- EXERCISE INPUTS:
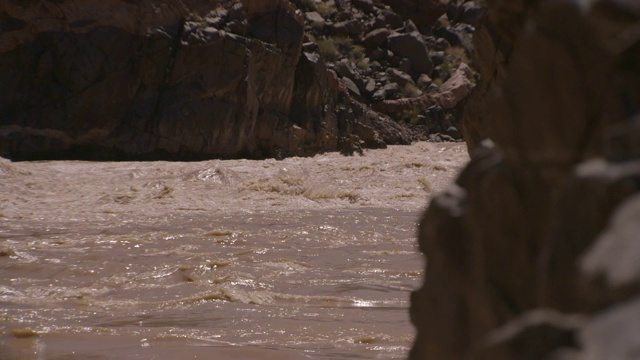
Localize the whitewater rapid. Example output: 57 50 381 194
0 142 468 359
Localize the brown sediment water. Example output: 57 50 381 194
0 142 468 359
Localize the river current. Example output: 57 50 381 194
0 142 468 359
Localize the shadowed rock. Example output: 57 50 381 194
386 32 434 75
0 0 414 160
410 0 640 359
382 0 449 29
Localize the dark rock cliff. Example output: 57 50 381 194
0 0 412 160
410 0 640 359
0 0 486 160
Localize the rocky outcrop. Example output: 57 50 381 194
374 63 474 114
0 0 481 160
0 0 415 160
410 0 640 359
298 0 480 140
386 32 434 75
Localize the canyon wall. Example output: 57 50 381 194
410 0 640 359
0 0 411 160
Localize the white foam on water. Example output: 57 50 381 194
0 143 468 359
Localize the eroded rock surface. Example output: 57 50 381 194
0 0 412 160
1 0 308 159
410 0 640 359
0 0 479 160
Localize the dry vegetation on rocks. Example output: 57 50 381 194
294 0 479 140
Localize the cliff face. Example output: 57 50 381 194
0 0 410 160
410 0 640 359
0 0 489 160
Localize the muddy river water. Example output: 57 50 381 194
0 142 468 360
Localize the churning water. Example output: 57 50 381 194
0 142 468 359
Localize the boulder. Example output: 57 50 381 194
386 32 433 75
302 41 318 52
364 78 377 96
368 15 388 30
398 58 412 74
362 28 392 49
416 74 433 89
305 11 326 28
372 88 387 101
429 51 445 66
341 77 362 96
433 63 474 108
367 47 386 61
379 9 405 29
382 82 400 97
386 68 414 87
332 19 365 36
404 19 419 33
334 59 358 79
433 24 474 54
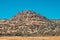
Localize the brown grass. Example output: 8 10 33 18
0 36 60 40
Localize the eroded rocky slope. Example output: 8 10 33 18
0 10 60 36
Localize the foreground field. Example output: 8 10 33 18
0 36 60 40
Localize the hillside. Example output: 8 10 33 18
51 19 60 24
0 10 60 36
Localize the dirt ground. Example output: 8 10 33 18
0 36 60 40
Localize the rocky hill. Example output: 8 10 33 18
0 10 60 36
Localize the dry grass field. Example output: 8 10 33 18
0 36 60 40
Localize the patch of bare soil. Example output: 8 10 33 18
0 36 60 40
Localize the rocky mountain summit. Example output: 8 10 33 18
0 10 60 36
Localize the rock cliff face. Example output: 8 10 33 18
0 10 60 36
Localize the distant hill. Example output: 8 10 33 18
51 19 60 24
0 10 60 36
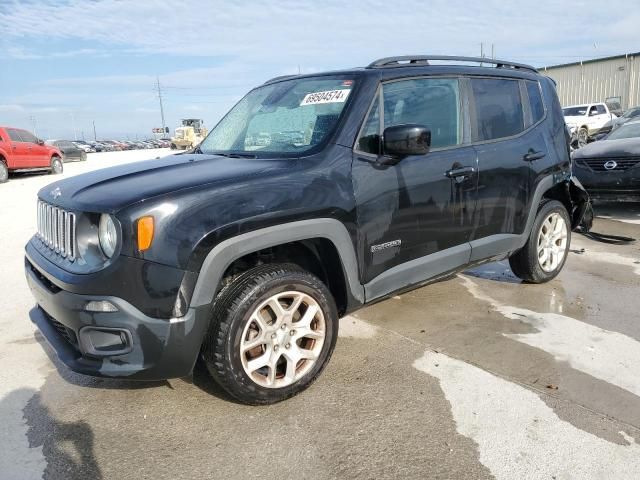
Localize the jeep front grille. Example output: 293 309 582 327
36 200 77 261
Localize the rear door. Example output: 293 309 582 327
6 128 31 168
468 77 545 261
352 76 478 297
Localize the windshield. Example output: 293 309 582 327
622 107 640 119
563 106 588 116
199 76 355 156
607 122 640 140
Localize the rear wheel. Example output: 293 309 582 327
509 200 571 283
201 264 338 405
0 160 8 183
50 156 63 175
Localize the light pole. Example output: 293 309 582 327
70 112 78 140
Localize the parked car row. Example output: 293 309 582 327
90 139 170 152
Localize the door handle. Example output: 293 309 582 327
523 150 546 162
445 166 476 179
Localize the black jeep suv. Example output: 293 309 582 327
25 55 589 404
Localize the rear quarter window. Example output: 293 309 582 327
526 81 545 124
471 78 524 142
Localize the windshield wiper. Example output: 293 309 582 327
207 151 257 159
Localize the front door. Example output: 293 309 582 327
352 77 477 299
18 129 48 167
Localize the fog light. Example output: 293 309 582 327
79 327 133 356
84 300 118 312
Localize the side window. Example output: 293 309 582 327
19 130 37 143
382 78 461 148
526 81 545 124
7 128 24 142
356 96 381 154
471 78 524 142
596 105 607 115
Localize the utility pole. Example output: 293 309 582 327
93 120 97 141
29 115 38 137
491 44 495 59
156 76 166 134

- WHAT TO WORK ON: Keep the pictures out of the copy and write out the data exactly as it stands.

- RESPONSE BELOW:
Localize the whitewater rapid. Example output: 57 50 381 194
0 142 468 359
Localize the brown sediment water. Example output: 57 50 381 194
0 142 468 359
Localize the river current. Example output: 57 50 381 194
0 142 468 359
Localize the shadowed rock. Example output: 57 50 381 194
386 32 434 75
0 0 414 160
410 0 640 359
382 0 449 29
Localize the dark rock cliff. Example output: 57 50 381 194
0 0 412 160
410 0 640 359
0 0 486 160
Localize the rocky outcrop. Example output: 57 50 381 194
374 63 474 114
0 0 481 160
0 0 415 160
410 0 640 359
298 0 480 140
386 32 434 75
Localize the canyon wall. Example output: 57 50 381 194
410 0 640 359
0 0 411 160
Localize the white foam on water. Example output: 57 50 381 194
0 143 468 359
Localize the eroded rock surface. Example output: 57 50 381 194
0 0 412 160
1 0 308 159
410 0 640 359
0 0 479 160
Localize the dry vegetation on rocks. Example output: 57 50 381 194
294 0 479 140
Localize the cliff face. Example output: 57 50 381 194
0 0 410 160
410 0 640 359
0 0 489 160
Localize the muddy river water. Example output: 57 50 381 194
0 142 468 360
Localize the churning water. Example output: 57 50 381 194
0 142 468 359
Localize the boulder. Example output: 57 50 381 194
386 32 433 75
302 41 318 52
364 78 377 96
368 15 388 30
398 58 412 74
362 28 392 49
416 74 433 89
305 11 326 28
372 88 387 101
429 51 445 66
341 77 362 96
433 63 474 108
367 47 386 61
379 9 405 29
382 82 400 97
386 68 414 87
332 19 365 36
404 19 419 33
334 59 358 79
433 24 474 54
Localize the brown grass. Example output: 8 10 33 18
0 36 60 40
Localize the eroded rocky slope. Example output: 8 10 33 18
0 10 60 36
Localize the foreground field. Example output: 8 10 33 18
0 36 60 40
Localize the hillside. Example output: 8 10 33 18
51 19 60 24
0 10 60 36
Localize the dirt ground. Example output: 8 10 33 18
0 36 60 40
Localize the rocky hill. Example output: 8 10 33 18
0 10 60 36
Localize the dry grass field. Example output: 8 10 33 18
0 36 60 40
Localize the patch of bare soil. Example output: 8 10 33 18
0 36 60 40
Localize the rocky mountain summit. Example output: 8 10 33 18
0 10 60 36
Localize the rock cliff face. Example output: 8 10 33 18
0 10 60 36
Localize the distant hill. Example output: 8 10 33 18
51 19 60 24
0 10 60 36
Localize the jeep front grille. Example output: 293 309 582 327
36 200 77 261
Localize the rear door. Example output: 293 309 582 327
6 128 31 168
468 77 545 261
352 76 478 297
Localize the windshield. Example output: 293 309 582 327
622 107 640 119
563 106 588 116
199 76 355 156
607 122 640 140
Localize the rear wheel. Example output: 293 309 582 327
509 200 571 283
201 264 338 405
0 160 8 183
50 156 63 175
Localize the light pole. Example output: 293 309 582 327
70 112 78 140
Localize the parked car row. Example output: 293 309 582 327
90 139 170 152
Localize the door handle. Example output: 293 309 582 327
523 150 546 162
445 166 476 179
Localize the black jeep suv. Example output: 293 309 582 327
25 55 589 404
Localize the rear quarter window. Example output: 293 309 582 327
526 81 545 124
471 78 524 142
Localize the windshield wiper. Example output: 293 309 582 327
207 151 257 159
Localize the front door. Example output: 293 309 582 327
352 77 477 299
18 129 48 167
Localize the fog light. Example output: 293 309 582 327
79 327 133 356
84 300 118 312
Localize the side window. Example output: 293 309 582 327
19 130 37 143
382 78 461 148
526 81 545 124
7 128 24 142
356 96 381 154
471 78 524 142
596 105 607 115
Localize the utility pole. Example output: 293 309 582 327
93 120 97 141
29 115 38 137
491 44 495 59
156 76 166 134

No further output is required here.